(Tareas)
1 - Según el texto sobre Ámsterdam, ¿en qué fecha se llegó a la ciudad?
2 - Reproduzca del texto sobre Ámsterdam el fragmento que comienza en "El fotógrafo Alberto" y termina en "vamos por partes.".

:: Texto proporcionado ::

Enero en Amsterdam

El fotógrafo Alberto Tallón, a la caza de la instantánea del Barrio Rojo

“¿Te vas a ir a Amsterdam en pleno enero?, ¡pues no vas a pasar frío ni nada!”. Ni que me fuera a Siberia, pensaba. Efectivamente, pasé frío, pero tampoco era para tanto, nada que envidiar al centro de la península ibérica estos días; algún canal un poco heladillo, y poco más. Eso sí, no vi el sol ni por casualidad. Me vino a la cabeza la descripción que Pérez-Reverte hacía de la climatología de los Países Bajos en las aventuras del Capitán Alatriste en ‘El sol de Breda’, en la que explicaba uno de los personajes que en esas tierras pueden pasar meses sin ver el sol y, cuando hace acto de presencia, es de una forma tan tenue, que ni siquiera llega a calentar. Pero vamos por partes.

El viaje relámpago a Ámsterdam respondía a dos motivaciones básicas: desconectar tres días de la odiosa rutina, y hacer una inmersión en el famoso Barrio Rojo, cámara en mano. El primer objetivo se consiguió, el segundo, fiasco. Me explico. Llegamos a la ciudad (el viaje lo hacía con mi compañera) el día 1 de enero, es decir, justo después de la Nochevieja. Consecuencia, las calles del centro llenas de basura, restos de comida rápida, botellas, confeti, carcasas de petardos, papeles, y podría seguir así un buen rato… ¡Qué coño! Han estado de fiesta, no va a parecer esto un museo… Encontramos rápido el hotel (bueno hostal, mejor cuchitril) en el que una simpática recepcionista nos comunicó que nuestra habitación estaba en el ‘underground’, un zulo con vistas a un mini patio interior, junto a la habitación donde guardan el equipaje. De lujo, por no haber luz, ni las bombillas alumbraban, pero por lo que habíamos pagado no nos podíamos quejar, ¿o sí?

Yo tenía el Barrio Rojo entre ceja y ceja, así que cogí la bolsa con la cámara, y para allá que nos fuimos. A reventar, es la descripción más exacta que puedo hacer. Las calles del famoso barrio estaban llenas de turistas, la mayoría hombres, que se movían en manada, chocando en ocasiones entre ellos cuando alguno paraba de repente ante uno de los escaparates en los que se exhibían las prostitutas (algunas de ellas podrían ser modelos perfectamente, todo hay que decirlo…), como si de un rebaño de ñus se tratase. Aun así, las calles estrechas, las luces rojas que lo invaden todo y los canales que se entrelazan, invitaban a pasear y a observar. Quería reflejar de alguna manera lo que veía en fotografías, captar el ambiente, pero poniendo el acento en una perspectiva bastante subjetiva, buscando más las sensaciones que el hacer un retrato objetivo del barrio.

:::
:: Datos proporcionados ::

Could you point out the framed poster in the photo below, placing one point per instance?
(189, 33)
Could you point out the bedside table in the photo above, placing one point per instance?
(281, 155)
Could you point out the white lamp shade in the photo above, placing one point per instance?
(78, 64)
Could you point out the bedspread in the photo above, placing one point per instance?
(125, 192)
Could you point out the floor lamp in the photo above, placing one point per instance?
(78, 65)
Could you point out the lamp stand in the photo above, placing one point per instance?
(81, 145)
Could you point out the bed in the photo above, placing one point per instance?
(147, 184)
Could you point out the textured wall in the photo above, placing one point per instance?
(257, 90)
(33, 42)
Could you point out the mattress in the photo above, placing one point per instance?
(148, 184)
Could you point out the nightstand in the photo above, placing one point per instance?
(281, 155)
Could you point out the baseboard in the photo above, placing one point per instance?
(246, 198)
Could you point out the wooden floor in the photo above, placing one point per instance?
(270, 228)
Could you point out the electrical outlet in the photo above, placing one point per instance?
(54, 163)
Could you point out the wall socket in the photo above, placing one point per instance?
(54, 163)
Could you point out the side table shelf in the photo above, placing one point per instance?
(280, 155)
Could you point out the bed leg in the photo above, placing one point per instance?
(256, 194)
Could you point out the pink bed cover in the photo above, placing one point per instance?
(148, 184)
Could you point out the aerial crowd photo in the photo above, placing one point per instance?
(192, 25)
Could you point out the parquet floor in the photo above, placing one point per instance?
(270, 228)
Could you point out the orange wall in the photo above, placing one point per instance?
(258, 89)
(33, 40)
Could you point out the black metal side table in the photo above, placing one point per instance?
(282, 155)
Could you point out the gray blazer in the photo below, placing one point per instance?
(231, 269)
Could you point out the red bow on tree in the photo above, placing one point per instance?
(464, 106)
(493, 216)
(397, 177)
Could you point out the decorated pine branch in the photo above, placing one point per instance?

:::

(Respuestas)
1 - El 1 de enero, justo después de la Nochevieja.

2 -
El fotógrafo Alberto Tallón, a la caza de la instantánea del Barrio Rojo

“¿Te vas a ir a Amsterdam en pleno enero?, ¡pues no vas a pasar frío ni nada!”. Ni que me fuera a Siberia, pensaba. Efectivamente, pasé frío, pero tampoco era para tanto, nada que envidiar al centro de la península ibérica estos días; algún canal un poco heladillo, y poco más. Eso sí, no vi el sol ni por casualidad. Me vino a la cabeza la descripción que Pérez-Reverte hacía de la climatología de los Países Bajos en las aventuras del Capitán Alatriste en ‘El sol de Breda’, en la que explicaba uno de los personajes que en esas tierras pueden pasar meses sin ver el sol y, cuando hace acto de presencia, es de una forma tan tenue, que ni siquiera llega a calentar. Pero vamos por partes.